The task:
Give a verbatim repeat of the lines that run from the line containing "Can you see the caster" to the end of the data below.
--- Start ---
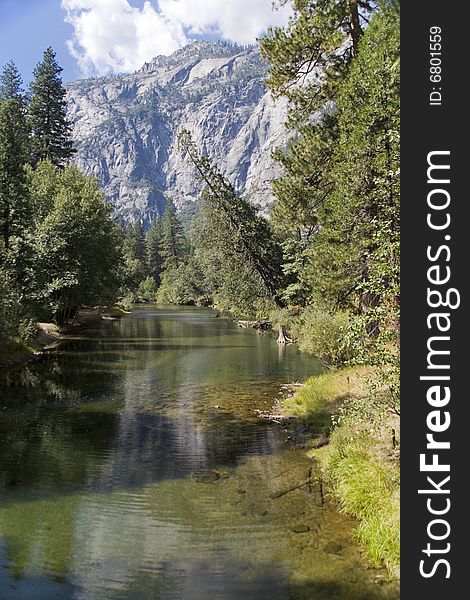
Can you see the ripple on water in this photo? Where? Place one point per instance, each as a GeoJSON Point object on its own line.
{"type": "Point", "coordinates": [132, 467]}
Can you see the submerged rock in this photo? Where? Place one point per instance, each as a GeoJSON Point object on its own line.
{"type": "Point", "coordinates": [208, 477]}
{"type": "Point", "coordinates": [300, 528]}
{"type": "Point", "coordinates": [333, 548]}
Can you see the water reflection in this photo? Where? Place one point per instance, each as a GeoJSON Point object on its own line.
{"type": "Point", "coordinates": [104, 448]}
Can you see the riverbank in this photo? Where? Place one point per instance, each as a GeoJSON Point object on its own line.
{"type": "Point", "coordinates": [17, 352]}
{"type": "Point", "coordinates": [355, 442]}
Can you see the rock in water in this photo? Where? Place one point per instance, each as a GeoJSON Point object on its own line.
{"type": "Point", "coordinates": [125, 127]}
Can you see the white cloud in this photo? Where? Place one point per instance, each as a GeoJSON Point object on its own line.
{"type": "Point", "coordinates": [112, 36]}
{"type": "Point", "coordinates": [236, 20]}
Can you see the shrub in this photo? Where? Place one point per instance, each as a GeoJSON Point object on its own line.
{"type": "Point", "coordinates": [147, 290]}
{"type": "Point", "coordinates": [333, 338]}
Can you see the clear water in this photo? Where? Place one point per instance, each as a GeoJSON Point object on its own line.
{"type": "Point", "coordinates": [132, 466]}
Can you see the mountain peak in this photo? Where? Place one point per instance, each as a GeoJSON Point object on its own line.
{"type": "Point", "coordinates": [126, 127]}
{"type": "Point", "coordinates": [196, 50]}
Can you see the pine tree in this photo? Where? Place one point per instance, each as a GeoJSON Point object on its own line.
{"type": "Point", "coordinates": [238, 240]}
{"type": "Point", "coordinates": [154, 255]}
{"type": "Point", "coordinates": [173, 240]}
{"type": "Point", "coordinates": [135, 256]}
{"type": "Point", "coordinates": [51, 132]}
{"type": "Point", "coordinates": [309, 60]}
{"type": "Point", "coordinates": [14, 153]}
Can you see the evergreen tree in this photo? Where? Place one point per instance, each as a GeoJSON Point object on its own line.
{"type": "Point", "coordinates": [76, 246]}
{"type": "Point", "coordinates": [153, 242]}
{"type": "Point", "coordinates": [51, 132]}
{"type": "Point", "coordinates": [14, 153]}
{"type": "Point", "coordinates": [135, 256]}
{"type": "Point", "coordinates": [237, 239]}
{"type": "Point", "coordinates": [173, 240]}
{"type": "Point", "coordinates": [309, 60]}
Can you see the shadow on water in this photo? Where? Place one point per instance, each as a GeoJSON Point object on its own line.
{"type": "Point", "coordinates": [132, 468]}
{"type": "Point", "coordinates": [201, 581]}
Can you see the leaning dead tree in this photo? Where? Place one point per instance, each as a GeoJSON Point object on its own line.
{"type": "Point", "coordinates": [250, 231]}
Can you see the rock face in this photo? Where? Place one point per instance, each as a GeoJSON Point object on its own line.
{"type": "Point", "coordinates": [126, 127]}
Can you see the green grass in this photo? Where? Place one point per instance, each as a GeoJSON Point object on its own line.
{"type": "Point", "coordinates": [367, 487]}
{"type": "Point", "coordinates": [363, 473]}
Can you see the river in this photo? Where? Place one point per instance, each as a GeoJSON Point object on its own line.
{"type": "Point", "coordinates": [133, 467]}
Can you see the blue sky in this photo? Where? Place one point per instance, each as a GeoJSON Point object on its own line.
{"type": "Point", "coordinates": [100, 37]}
{"type": "Point", "coordinates": [27, 28]}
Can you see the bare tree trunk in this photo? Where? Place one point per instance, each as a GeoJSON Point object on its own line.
{"type": "Point", "coordinates": [355, 25]}
{"type": "Point", "coordinates": [282, 337]}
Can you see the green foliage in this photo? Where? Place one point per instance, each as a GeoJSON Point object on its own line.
{"type": "Point", "coordinates": [147, 290]}
{"type": "Point", "coordinates": [234, 245]}
{"type": "Point", "coordinates": [310, 56]}
{"type": "Point", "coordinates": [135, 257]}
{"type": "Point", "coordinates": [51, 132]}
{"type": "Point", "coordinates": [331, 337]}
{"type": "Point", "coordinates": [368, 488]}
{"type": "Point", "coordinates": [154, 252]}
{"type": "Point", "coordinates": [76, 246]}
{"type": "Point", "coordinates": [173, 246]}
{"type": "Point", "coordinates": [14, 153]}
{"type": "Point", "coordinates": [355, 258]}
{"type": "Point", "coordinates": [182, 285]}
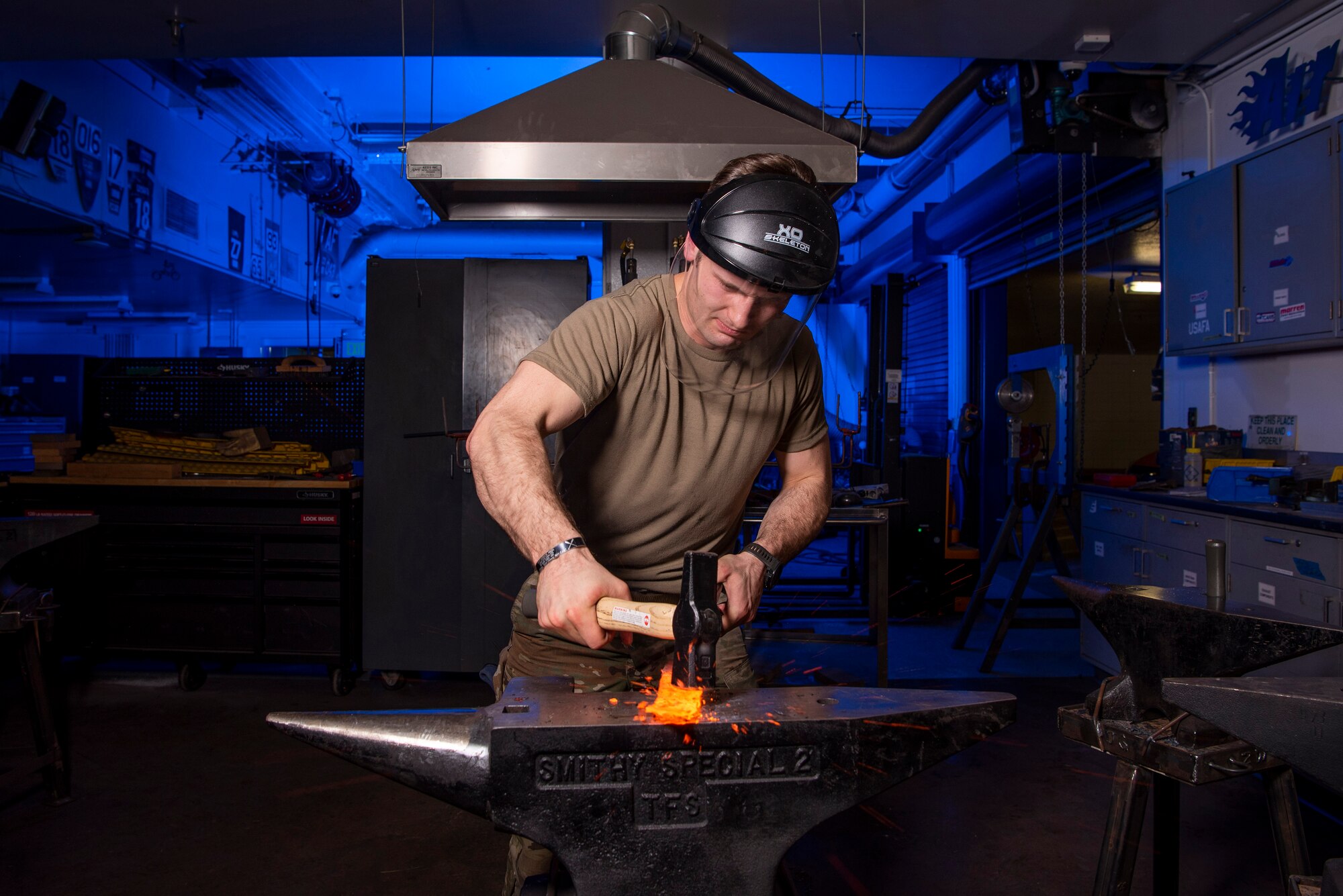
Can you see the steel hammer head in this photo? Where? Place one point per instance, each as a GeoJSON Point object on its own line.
{"type": "Point", "coordinates": [698, 624]}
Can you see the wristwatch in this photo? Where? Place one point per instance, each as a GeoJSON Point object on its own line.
{"type": "Point", "coordinates": [772, 562]}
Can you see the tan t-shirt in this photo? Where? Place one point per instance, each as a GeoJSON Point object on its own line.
{"type": "Point", "coordinates": [657, 468]}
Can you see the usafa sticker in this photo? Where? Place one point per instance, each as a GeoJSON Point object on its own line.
{"type": "Point", "coordinates": [632, 617]}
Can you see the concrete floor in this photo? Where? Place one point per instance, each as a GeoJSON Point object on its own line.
{"type": "Point", "coordinates": [191, 793]}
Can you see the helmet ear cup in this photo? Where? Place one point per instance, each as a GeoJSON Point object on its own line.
{"type": "Point", "coordinates": [695, 212]}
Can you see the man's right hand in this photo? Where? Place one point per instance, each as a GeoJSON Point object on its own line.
{"type": "Point", "coordinates": [567, 593]}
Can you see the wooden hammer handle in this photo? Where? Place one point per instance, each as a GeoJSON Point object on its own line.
{"type": "Point", "coordinates": [641, 617]}
{"type": "Point", "coordinates": [614, 615]}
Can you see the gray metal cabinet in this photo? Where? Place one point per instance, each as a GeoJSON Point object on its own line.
{"type": "Point", "coordinates": [1200, 259]}
{"type": "Point", "coordinates": [1290, 242]}
{"type": "Point", "coordinates": [1289, 552]}
{"type": "Point", "coordinates": [1289, 597]}
{"type": "Point", "coordinates": [1181, 529]}
{"type": "Point", "coordinates": [1173, 568]}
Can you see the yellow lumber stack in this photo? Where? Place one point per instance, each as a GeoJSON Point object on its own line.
{"type": "Point", "coordinates": [53, 451]}
{"type": "Point", "coordinates": [221, 456]}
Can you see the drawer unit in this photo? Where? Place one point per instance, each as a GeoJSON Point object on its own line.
{"type": "Point", "coordinates": [1172, 568]}
{"type": "Point", "coordinates": [1290, 597]}
{"type": "Point", "coordinates": [1113, 558]}
{"type": "Point", "coordinates": [1181, 529]}
{"type": "Point", "coordinates": [1289, 552]}
{"type": "Point", "coordinates": [1097, 650]}
{"type": "Point", "coordinates": [1111, 515]}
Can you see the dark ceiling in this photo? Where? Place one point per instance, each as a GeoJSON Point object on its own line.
{"type": "Point", "coordinates": [1157, 31]}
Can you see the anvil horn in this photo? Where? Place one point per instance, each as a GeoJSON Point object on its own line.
{"type": "Point", "coordinates": [1299, 721]}
{"type": "Point", "coordinates": [444, 753]}
{"type": "Point", "coordinates": [1169, 632]}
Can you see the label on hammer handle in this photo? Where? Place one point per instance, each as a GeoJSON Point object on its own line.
{"type": "Point", "coordinates": [632, 617]}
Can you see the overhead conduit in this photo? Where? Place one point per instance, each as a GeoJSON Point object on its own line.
{"type": "Point", "coordinates": [534, 239]}
{"type": "Point", "coordinates": [649, 31]}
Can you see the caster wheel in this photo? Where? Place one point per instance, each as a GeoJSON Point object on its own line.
{"type": "Point", "coordinates": [343, 682]}
{"type": "Point", "coordinates": [190, 677]}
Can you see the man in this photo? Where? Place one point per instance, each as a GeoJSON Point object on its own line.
{"type": "Point", "coordinates": [669, 393]}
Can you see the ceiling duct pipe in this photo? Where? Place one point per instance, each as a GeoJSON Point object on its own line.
{"type": "Point", "coordinates": [484, 239]}
{"type": "Point", "coordinates": [859, 212]}
{"type": "Point", "coordinates": [649, 31]}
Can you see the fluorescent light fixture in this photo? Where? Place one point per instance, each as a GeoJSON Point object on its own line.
{"type": "Point", "coordinates": [1144, 283]}
{"type": "Point", "coordinates": [42, 302]}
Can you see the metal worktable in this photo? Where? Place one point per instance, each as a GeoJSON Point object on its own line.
{"type": "Point", "coordinates": [875, 521]}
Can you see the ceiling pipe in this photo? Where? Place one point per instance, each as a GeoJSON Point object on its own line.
{"type": "Point", "coordinates": [534, 239]}
{"type": "Point", "coordinates": [649, 31]}
{"type": "Point", "coordinates": [859, 212]}
{"type": "Point", "coordinates": [990, 197]}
--- End ---
Output below:
Can you see the caster wheel in this photo? Where? Place one point per instance, each as a GeoJSON Point object on its own line.
{"type": "Point", "coordinates": [343, 682]}
{"type": "Point", "coordinates": [190, 677]}
Can you see the man in this photo? Where? Place one point per instance, each as a GeoJSON Point object on its own line.
{"type": "Point", "coordinates": [669, 393]}
Can you see the ceiling duct pipe in this photo? Where? Place one point per instance, each as a GeoJSON Point object on its own line.
{"type": "Point", "coordinates": [484, 239]}
{"type": "Point", "coordinates": [859, 212]}
{"type": "Point", "coordinates": [649, 31]}
Can you see the fluorescent light fixture in this photo? Where? Place one point per instance, each as a GeoJSON Point object on its own line.
{"type": "Point", "coordinates": [1144, 283]}
{"type": "Point", "coordinates": [42, 302]}
Can you see the metal worktable in this photo? Where? Place one point per instance, each as a GeoJSON Point object on its own line.
{"type": "Point", "coordinates": [875, 521]}
Can you see the ceiling pipe in this photo? Where? Place one point per instance, each as a GeoJSON Point object on its own line.
{"type": "Point", "coordinates": [534, 239]}
{"type": "Point", "coordinates": [649, 31]}
{"type": "Point", "coordinates": [859, 212]}
{"type": "Point", "coordinates": [990, 197]}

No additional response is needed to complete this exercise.